| WORK TO BE COMPLETED |
Transcribe the full listing word for word, leaving nothing out.

| EXERCISE MATERIALS |
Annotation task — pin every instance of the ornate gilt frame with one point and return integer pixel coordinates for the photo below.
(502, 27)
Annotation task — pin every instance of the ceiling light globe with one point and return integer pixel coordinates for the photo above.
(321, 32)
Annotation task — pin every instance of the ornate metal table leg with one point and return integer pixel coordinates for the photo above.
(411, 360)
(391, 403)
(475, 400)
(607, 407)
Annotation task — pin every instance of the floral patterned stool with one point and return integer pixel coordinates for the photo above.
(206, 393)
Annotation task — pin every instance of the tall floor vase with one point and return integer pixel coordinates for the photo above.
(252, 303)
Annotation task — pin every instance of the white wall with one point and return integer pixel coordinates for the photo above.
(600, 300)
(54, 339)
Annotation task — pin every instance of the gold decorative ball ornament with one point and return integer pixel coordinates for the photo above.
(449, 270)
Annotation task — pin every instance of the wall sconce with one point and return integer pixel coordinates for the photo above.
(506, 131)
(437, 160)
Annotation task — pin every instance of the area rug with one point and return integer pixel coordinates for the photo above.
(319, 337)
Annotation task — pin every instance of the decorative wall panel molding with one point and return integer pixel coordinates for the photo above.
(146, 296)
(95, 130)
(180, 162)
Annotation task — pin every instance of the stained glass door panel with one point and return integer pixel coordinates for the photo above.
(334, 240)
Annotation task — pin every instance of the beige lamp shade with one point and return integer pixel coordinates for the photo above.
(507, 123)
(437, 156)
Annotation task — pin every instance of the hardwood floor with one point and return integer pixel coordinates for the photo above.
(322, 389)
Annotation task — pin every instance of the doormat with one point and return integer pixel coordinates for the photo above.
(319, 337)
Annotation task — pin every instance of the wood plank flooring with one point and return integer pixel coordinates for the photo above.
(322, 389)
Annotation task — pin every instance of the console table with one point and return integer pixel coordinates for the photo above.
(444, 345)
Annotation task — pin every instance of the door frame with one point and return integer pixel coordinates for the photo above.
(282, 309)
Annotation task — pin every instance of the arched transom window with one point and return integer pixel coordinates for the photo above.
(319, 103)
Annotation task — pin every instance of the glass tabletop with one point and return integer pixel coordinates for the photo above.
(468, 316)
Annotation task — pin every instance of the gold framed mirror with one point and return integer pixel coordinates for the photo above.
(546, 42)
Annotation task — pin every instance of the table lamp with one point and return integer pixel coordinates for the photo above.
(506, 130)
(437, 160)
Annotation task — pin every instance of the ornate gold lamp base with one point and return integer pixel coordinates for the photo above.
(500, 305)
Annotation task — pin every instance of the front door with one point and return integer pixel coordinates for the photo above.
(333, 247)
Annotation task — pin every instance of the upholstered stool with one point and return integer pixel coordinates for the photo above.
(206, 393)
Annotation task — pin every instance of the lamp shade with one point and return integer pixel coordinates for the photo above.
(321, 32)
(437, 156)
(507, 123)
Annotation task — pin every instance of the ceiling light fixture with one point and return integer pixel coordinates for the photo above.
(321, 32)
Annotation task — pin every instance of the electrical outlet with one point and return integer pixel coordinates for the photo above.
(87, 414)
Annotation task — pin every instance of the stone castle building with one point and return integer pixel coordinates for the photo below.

| FINISHED EXERCISE |
Annotation task — pin every instance of the ornate gilt frame with one point and return integer pixel coordinates for the photo below.
(502, 27)
Annotation task — pin every instance of the ceiling light globe with one point and return integer pixel coordinates for the photo above.
(321, 32)
Annotation task — pin every instance of the ornate metal table leg with one point and return integer pixel coordinates for the photo above.
(411, 360)
(391, 403)
(475, 400)
(607, 407)
Annotation task — pin every instance of the floral patterned stool with one point and return integer pixel coordinates for the photo above.
(206, 393)
Annotation task — pin every instance of the tall floor vase with one point and return integer pixel coordinates for the photo above.
(252, 303)
Annotation task — pin every instance of the white wall with one point and return integer pixel coordinates for the photo above.
(600, 300)
(54, 339)
Annotation task — pin every instance of the gold decorative ball ornament with one point and return integer pixel coordinates for the photo above.
(449, 270)
Annotation task — pin every instance of the wall sconce with one point and return integer pixel coordinates for the photo above.
(506, 131)
(437, 160)
Annotation task — pin every instance of the area rug with one point and return integer pixel coordinates for the photo above.
(319, 337)
Annotation task — pin every instance of the decorative wall panel molding with one point and return integer pixel coordinates for the photo above.
(146, 296)
(95, 130)
(180, 162)
Annotation task — pin every instance of the stained glass door panel with one point and return integer pixel coordinates for the photo above.
(334, 240)
Annotation task — pin every instance of the beige lamp shade with one point and return integer pixel coordinates for the photo above.
(507, 123)
(437, 156)
Annotation task — pin every instance of the hardwood floor with one point and return integer pixel coordinates for the photo above.
(322, 389)
Annotation task — pin every instance of the doormat with one point and return integer pixel coordinates for the photo above.
(319, 337)
Annotation task — pin every instance of the wood plank flooring with one point and return integer pixel coordinates for the photo above.
(322, 389)
Annotation task — pin every instance of the console table with one point and return integer pixel coordinates for the photo above.
(444, 345)
Annotation task — pin every instance of the door frame with one point and return integer pixel coordinates for the photo above.
(282, 309)
Annotation task — pin every instance of the arched transom window with one point and return integer pixel coordinates for the photo above.
(319, 103)
Annotation task — pin every instance of the glass tabletop with one point and return integer pixel coordinates for the photo above.
(468, 316)
Annotation task — pin every instance of the gold framed mirror with one point and return integer pixel coordinates for the photo above.
(546, 42)
Annotation task — pin every instance of the table lamp with one point and return integer pixel coordinates for the photo above.
(506, 130)
(437, 160)
Annotation task — pin every instance of the ornate gold lamp base with one point and return integer pixel coordinates for the photo above.
(500, 305)
Annotation task — pin every instance of the front door with one point and return integer pixel coordinates for the photo above.
(333, 247)
Annotation task — pin every instance of the upholstered stool with one point and return integer pixel coordinates for the photo above.
(206, 393)
Annotation task — pin every instance of the lamp shade with one point and return integer pixel coordinates for the photo above.
(321, 32)
(437, 156)
(507, 123)
Annotation task — pin every instance of the ceiling light fixture with one point and return integer pixel coordinates for the photo above.
(321, 32)
Annotation task — pin every instance of the electrical outlet with one point and return integer pixel coordinates for the photo above.
(87, 414)
Annotation task — pin every instance of the stone castle building with one point and return integer pixel coordinates for the photo below.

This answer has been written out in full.